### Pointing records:
begin

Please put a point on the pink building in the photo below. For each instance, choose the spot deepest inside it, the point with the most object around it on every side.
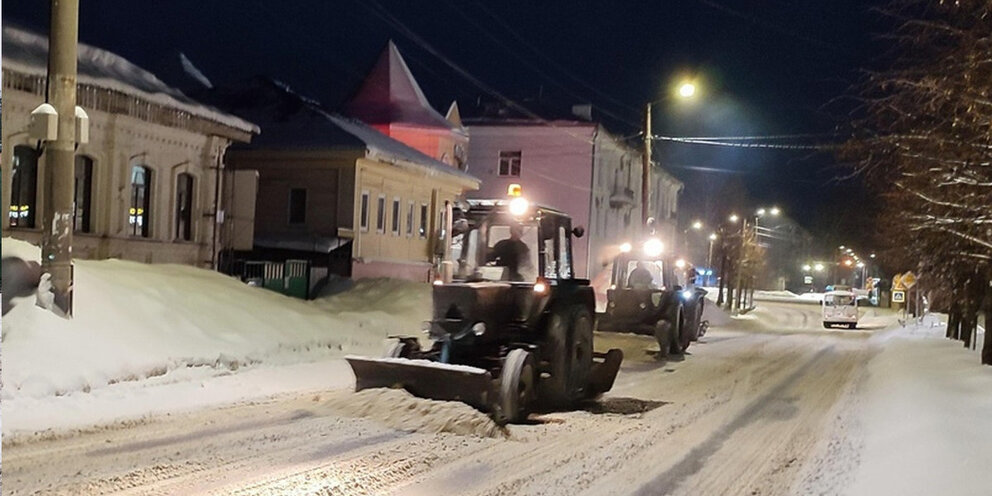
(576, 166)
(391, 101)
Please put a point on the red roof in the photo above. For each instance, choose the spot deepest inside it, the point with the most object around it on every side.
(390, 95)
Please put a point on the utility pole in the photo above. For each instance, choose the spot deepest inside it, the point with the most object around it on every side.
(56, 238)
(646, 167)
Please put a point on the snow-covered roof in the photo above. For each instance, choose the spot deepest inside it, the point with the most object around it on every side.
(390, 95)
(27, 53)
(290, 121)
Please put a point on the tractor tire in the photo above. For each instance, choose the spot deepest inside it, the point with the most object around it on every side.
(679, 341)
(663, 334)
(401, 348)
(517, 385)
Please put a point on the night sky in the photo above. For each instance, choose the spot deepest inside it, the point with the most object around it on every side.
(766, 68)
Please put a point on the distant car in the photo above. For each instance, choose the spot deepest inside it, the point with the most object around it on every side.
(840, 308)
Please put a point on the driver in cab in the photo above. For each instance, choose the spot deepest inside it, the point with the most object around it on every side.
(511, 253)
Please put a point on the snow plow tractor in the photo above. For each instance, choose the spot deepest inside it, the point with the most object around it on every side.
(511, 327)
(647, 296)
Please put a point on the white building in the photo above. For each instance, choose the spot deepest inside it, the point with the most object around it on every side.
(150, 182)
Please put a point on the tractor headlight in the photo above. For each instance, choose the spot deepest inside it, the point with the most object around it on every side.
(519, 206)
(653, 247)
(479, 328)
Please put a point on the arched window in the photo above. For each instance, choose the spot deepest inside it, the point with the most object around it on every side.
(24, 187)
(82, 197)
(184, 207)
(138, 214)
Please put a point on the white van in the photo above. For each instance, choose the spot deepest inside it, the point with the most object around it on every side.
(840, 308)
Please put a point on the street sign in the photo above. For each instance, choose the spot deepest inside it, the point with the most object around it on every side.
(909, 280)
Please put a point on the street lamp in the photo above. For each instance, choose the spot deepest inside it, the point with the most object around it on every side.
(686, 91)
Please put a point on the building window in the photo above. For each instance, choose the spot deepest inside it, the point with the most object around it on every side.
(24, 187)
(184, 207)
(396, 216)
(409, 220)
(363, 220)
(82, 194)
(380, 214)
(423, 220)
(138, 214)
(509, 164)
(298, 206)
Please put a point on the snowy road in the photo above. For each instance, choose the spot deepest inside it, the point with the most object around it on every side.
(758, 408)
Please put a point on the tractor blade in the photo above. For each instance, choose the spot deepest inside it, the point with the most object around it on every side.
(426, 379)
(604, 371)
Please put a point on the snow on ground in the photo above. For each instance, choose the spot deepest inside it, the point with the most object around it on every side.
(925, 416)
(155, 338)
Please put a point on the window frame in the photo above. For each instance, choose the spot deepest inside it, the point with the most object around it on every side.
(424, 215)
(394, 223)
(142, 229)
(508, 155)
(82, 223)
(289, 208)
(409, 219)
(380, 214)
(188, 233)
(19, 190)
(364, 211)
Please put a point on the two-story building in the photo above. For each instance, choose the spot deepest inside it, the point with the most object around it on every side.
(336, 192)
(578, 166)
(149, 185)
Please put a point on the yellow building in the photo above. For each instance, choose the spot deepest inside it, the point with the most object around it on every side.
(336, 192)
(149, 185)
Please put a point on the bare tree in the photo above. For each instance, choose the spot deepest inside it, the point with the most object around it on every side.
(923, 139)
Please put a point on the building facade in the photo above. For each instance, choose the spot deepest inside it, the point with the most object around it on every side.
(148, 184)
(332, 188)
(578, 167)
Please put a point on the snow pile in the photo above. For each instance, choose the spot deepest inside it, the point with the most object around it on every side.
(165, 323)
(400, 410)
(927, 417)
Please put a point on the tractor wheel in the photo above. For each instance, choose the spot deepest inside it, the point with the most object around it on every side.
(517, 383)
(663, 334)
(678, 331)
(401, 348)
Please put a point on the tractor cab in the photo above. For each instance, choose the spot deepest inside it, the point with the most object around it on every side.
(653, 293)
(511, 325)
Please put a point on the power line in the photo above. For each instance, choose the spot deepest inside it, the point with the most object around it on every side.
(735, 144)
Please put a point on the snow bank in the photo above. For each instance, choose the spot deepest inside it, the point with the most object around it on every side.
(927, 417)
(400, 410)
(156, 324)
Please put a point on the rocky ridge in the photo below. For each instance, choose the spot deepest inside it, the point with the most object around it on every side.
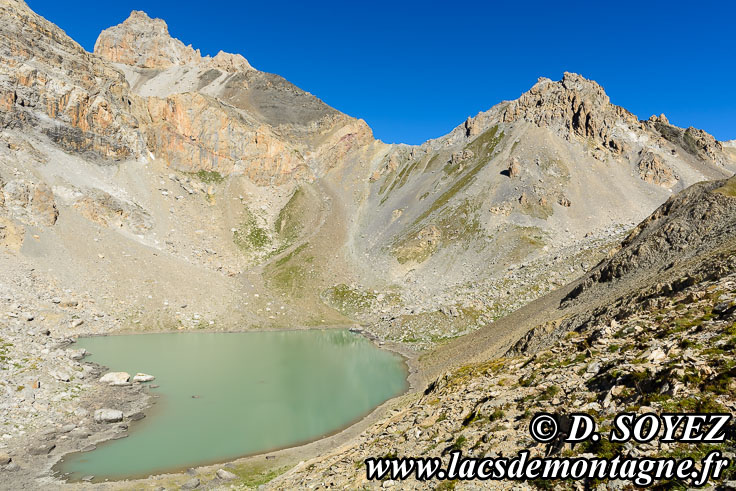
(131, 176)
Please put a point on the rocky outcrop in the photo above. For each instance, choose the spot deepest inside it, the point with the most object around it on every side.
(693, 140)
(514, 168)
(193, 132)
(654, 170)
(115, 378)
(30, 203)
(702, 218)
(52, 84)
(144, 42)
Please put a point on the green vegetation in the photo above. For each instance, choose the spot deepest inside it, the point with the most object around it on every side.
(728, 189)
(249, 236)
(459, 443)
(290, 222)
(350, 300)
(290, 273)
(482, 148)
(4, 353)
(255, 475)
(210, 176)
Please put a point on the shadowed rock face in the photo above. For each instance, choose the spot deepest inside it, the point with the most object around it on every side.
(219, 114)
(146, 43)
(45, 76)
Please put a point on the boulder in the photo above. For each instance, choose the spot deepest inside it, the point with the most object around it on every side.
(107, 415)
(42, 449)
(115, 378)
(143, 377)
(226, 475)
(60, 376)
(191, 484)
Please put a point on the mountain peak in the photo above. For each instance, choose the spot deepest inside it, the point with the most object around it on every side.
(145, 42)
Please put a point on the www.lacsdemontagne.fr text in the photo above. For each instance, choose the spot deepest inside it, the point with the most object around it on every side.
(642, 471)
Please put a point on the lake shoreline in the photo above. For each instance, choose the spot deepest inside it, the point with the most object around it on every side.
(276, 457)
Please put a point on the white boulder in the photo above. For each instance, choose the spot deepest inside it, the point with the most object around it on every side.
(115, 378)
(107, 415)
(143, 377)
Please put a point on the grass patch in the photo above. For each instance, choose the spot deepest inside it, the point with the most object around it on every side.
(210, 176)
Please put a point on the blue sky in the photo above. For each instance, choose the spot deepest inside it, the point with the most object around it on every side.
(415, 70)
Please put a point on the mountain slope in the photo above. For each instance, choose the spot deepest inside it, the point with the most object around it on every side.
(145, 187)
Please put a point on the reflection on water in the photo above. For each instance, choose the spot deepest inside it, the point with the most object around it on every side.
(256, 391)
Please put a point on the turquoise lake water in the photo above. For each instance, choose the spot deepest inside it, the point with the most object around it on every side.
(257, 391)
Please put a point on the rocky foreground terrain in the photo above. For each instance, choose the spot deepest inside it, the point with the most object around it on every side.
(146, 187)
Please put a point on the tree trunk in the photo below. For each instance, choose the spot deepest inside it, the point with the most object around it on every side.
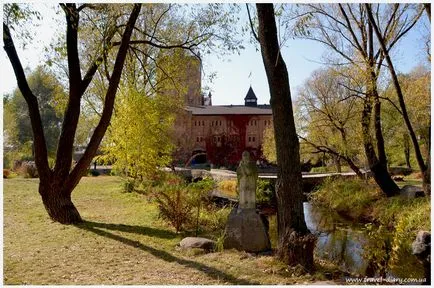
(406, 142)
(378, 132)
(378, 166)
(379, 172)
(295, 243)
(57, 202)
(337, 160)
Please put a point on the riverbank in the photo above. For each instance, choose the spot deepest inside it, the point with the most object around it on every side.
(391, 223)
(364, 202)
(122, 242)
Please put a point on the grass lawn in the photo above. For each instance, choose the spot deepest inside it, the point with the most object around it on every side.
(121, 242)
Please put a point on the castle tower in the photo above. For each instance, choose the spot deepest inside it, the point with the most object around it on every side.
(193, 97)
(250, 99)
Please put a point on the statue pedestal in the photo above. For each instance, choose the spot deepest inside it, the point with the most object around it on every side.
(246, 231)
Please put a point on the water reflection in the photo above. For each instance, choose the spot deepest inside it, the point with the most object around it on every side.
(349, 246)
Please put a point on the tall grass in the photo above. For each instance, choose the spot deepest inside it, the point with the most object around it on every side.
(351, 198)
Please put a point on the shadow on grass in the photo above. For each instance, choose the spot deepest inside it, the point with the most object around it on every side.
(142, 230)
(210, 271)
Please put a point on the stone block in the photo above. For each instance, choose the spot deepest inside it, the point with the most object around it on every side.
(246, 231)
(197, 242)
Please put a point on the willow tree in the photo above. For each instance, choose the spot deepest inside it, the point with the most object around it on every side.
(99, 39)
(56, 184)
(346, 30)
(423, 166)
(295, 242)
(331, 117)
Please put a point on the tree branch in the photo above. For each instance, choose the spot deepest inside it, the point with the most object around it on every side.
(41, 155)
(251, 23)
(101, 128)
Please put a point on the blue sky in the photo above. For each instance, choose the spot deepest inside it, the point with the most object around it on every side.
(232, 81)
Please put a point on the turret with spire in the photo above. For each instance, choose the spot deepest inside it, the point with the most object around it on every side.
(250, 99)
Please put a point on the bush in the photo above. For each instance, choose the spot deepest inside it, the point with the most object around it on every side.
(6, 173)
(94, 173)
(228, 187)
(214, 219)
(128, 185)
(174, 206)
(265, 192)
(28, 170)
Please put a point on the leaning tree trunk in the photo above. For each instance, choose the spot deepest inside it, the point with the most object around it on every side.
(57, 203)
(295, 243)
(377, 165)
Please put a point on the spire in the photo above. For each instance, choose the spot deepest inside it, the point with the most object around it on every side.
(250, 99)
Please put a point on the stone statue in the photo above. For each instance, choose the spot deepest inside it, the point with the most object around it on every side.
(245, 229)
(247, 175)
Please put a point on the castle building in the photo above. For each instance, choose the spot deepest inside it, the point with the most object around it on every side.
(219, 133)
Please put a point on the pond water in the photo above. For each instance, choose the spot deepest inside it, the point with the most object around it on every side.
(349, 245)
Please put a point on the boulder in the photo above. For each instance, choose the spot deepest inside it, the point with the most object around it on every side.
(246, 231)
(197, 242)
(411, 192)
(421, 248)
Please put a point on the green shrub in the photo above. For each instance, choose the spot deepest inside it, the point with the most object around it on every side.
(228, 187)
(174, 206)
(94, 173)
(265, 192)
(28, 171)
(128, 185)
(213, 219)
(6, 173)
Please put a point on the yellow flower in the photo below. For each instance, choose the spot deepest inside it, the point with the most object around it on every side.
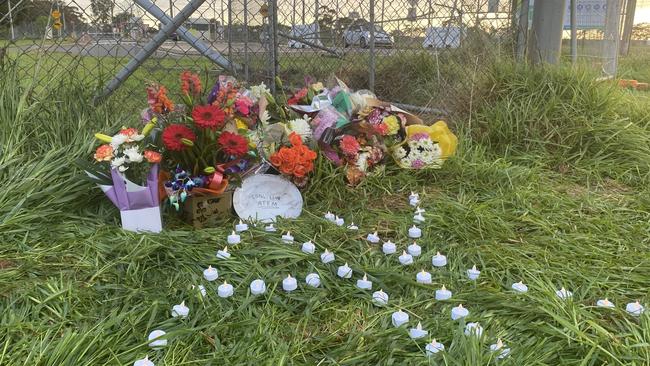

end

Copy out exactly the lines from the one with "Please put a point on the leaning" through the end of the listing, both ends included, omitting any picture.

Please put a point on the leaning tree trunk in the photo above. For each instance, choose the spot deepest inside it, the point with the most object around it on every side.
(57, 203)
(295, 243)
(377, 165)
Please put a point on the spire in the photo above. For each instance, choose the spot deepest inside it, the point with the most object around it on every side.
(250, 99)
Please put a point on the stone statue in the photo above. For each instance, choose the spot deepest inside it, the point with the most object around it on every side.
(245, 229)
(247, 175)
Please put a point on the castle building in the photo above. For each instance, choose the spot deepest inside it, the point with the most object around it on every side.
(219, 133)
Please put a point on the pond water in the photo above. For each instance, choose the spot deepest inside it, the point with the most object around it on every side.
(349, 245)
Please put a point on the boulder in the photo above. For each instance, choose the spot deepest inside it, the point with the most object around it on every side.
(246, 231)
(197, 242)
(411, 192)
(421, 248)
Please put a point on the green shrub in the photo above. For each instance, choose the spot deepest inside it, the point with the most object around it on every side.
(228, 187)
(174, 206)
(94, 173)
(265, 192)
(28, 171)
(128, 185)
(213, 219)
(6, 173)
Please put a point on the yellow flower in the photo below. For each instance, choose the spot deepest inside it, the point with the most object around it on every side.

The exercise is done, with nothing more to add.